- Enunciado
Encontre e copie cada linha da listagem abaixo em que aparece a palavra "glove". Leve em conta a distinção entre maiúsculas e minúsculas.

- Listagem apresentada
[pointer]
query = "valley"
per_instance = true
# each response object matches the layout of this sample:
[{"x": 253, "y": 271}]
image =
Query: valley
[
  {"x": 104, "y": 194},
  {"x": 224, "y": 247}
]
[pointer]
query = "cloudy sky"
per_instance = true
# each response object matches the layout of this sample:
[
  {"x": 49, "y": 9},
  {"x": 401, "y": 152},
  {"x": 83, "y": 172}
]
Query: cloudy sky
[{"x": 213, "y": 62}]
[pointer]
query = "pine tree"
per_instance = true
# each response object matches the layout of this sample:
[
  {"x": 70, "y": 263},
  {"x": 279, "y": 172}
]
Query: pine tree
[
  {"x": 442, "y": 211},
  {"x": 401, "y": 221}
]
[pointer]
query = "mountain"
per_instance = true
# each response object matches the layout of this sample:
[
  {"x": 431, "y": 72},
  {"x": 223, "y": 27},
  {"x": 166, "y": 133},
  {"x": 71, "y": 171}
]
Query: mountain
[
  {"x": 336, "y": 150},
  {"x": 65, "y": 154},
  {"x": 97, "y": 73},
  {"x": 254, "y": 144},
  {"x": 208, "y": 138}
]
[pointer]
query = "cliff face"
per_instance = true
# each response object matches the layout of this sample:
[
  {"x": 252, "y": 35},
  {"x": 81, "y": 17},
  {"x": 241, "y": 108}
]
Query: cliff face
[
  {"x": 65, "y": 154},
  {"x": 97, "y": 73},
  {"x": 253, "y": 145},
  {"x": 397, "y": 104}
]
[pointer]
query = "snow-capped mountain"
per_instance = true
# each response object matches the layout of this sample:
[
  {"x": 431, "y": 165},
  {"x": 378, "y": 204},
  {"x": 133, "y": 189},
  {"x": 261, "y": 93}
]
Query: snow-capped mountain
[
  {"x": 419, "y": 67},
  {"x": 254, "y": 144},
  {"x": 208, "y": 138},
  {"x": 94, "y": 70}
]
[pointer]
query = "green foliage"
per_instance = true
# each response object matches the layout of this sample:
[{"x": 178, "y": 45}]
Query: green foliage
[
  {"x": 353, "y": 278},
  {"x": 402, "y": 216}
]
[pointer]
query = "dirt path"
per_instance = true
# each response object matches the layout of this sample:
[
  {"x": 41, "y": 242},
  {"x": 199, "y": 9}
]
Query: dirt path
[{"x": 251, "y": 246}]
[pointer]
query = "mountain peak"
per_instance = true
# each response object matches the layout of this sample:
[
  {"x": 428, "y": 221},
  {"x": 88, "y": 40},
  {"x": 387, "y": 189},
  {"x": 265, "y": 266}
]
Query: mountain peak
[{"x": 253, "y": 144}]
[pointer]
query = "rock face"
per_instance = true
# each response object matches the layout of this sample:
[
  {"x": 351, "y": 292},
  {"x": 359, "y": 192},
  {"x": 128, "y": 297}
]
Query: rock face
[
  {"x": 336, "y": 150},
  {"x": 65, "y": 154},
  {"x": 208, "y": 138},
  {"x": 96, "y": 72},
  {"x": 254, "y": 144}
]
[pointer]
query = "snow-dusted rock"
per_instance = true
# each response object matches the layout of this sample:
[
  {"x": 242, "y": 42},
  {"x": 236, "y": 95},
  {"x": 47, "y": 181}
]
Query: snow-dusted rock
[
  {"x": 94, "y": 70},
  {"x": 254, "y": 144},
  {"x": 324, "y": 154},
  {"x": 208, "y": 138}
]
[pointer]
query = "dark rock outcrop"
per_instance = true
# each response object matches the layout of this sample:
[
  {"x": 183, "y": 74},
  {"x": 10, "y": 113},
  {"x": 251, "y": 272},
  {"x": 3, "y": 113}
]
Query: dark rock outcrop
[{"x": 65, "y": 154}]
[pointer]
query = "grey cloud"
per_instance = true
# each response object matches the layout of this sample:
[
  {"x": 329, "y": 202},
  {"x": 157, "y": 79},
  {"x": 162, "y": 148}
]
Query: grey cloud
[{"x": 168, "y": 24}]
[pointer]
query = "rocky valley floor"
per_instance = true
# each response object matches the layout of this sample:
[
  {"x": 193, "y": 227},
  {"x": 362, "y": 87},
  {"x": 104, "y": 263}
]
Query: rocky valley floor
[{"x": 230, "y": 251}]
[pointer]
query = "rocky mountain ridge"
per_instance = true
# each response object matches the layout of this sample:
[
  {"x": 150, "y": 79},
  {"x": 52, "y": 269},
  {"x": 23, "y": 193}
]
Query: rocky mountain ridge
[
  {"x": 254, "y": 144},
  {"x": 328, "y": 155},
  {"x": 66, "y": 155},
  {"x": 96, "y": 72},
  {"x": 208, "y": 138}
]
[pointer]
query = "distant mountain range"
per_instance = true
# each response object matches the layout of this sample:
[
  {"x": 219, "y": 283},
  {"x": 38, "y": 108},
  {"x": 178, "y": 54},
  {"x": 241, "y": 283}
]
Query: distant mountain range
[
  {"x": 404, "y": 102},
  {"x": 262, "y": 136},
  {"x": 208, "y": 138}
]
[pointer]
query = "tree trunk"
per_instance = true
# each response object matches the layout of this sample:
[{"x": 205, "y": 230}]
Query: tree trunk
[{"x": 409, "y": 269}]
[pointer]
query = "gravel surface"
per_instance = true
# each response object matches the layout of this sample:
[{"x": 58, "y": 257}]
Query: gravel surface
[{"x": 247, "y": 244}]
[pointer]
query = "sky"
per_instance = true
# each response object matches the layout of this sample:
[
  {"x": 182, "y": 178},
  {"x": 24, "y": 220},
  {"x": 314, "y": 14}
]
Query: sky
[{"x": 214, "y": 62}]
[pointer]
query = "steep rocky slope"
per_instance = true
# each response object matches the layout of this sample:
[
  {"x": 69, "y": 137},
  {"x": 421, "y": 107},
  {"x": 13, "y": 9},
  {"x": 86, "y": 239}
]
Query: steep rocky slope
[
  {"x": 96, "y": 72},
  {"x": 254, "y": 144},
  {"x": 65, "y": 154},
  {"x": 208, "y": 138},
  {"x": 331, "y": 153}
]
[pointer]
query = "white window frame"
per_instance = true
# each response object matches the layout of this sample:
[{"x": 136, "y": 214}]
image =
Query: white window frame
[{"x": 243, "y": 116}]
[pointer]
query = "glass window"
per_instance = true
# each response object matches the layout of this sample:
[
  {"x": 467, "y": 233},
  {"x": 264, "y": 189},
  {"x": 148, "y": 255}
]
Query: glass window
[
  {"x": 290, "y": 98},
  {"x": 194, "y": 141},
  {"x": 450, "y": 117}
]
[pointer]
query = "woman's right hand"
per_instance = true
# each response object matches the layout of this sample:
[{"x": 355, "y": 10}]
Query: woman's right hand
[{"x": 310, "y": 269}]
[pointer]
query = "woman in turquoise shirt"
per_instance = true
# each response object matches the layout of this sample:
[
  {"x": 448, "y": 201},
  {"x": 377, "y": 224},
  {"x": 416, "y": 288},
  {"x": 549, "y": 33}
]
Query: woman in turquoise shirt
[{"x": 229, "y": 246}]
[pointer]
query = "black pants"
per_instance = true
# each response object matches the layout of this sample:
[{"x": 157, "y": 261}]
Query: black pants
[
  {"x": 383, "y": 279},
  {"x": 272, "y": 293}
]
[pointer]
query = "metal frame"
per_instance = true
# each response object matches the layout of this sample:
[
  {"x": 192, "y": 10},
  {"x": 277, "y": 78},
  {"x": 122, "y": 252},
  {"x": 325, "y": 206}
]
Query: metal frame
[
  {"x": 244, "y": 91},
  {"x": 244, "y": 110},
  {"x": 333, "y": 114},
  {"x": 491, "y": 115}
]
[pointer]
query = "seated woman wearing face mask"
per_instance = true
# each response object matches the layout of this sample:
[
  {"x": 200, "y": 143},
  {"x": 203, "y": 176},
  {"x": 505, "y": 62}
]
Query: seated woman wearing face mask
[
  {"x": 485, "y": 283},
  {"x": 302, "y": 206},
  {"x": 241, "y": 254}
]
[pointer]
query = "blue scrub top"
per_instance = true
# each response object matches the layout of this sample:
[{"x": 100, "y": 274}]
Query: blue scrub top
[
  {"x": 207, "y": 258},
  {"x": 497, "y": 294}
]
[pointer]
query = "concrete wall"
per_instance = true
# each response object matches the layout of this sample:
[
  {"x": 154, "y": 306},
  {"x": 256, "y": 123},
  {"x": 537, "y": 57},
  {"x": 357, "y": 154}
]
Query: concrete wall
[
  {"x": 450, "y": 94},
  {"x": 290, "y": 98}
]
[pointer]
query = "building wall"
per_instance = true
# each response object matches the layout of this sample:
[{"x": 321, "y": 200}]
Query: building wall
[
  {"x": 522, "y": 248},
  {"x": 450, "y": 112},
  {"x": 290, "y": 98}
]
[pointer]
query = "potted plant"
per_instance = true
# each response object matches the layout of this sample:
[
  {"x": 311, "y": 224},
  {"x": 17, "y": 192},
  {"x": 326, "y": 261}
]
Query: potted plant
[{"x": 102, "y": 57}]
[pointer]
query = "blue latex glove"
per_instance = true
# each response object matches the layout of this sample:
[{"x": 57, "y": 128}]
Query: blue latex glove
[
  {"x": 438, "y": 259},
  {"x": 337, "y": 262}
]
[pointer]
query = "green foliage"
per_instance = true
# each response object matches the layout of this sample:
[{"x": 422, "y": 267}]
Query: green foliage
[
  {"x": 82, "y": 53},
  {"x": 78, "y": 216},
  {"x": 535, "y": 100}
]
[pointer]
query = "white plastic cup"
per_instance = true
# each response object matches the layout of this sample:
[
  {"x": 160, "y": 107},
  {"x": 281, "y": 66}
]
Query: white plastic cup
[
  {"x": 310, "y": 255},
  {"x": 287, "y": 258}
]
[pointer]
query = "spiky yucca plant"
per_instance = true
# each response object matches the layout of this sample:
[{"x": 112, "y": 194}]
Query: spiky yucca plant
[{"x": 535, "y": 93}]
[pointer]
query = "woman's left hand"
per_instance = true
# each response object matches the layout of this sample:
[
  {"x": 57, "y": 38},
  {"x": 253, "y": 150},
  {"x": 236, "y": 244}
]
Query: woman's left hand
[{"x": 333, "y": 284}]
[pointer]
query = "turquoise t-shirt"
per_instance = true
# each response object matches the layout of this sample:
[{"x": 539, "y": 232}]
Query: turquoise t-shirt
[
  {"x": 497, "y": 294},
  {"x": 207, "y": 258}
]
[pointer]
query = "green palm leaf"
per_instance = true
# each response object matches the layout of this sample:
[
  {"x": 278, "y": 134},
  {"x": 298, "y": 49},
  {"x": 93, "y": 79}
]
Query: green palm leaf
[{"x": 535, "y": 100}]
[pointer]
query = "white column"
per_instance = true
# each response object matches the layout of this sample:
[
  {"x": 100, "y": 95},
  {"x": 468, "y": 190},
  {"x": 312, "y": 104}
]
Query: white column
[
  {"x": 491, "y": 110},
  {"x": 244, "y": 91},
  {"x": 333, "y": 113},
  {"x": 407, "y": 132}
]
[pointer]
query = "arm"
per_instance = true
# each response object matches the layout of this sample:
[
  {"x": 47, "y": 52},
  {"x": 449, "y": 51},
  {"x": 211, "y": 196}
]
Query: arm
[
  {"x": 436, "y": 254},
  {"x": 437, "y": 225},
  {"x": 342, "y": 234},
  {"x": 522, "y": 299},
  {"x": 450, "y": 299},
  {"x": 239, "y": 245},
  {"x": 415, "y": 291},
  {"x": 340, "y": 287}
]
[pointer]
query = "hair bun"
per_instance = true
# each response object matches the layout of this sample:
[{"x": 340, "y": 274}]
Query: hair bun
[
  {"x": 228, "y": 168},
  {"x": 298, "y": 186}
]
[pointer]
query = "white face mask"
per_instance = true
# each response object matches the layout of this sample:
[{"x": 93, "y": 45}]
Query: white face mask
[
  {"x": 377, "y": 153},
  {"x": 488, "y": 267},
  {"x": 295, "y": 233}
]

- Resposta
query = "blue latex glove"
Query: blue latex glove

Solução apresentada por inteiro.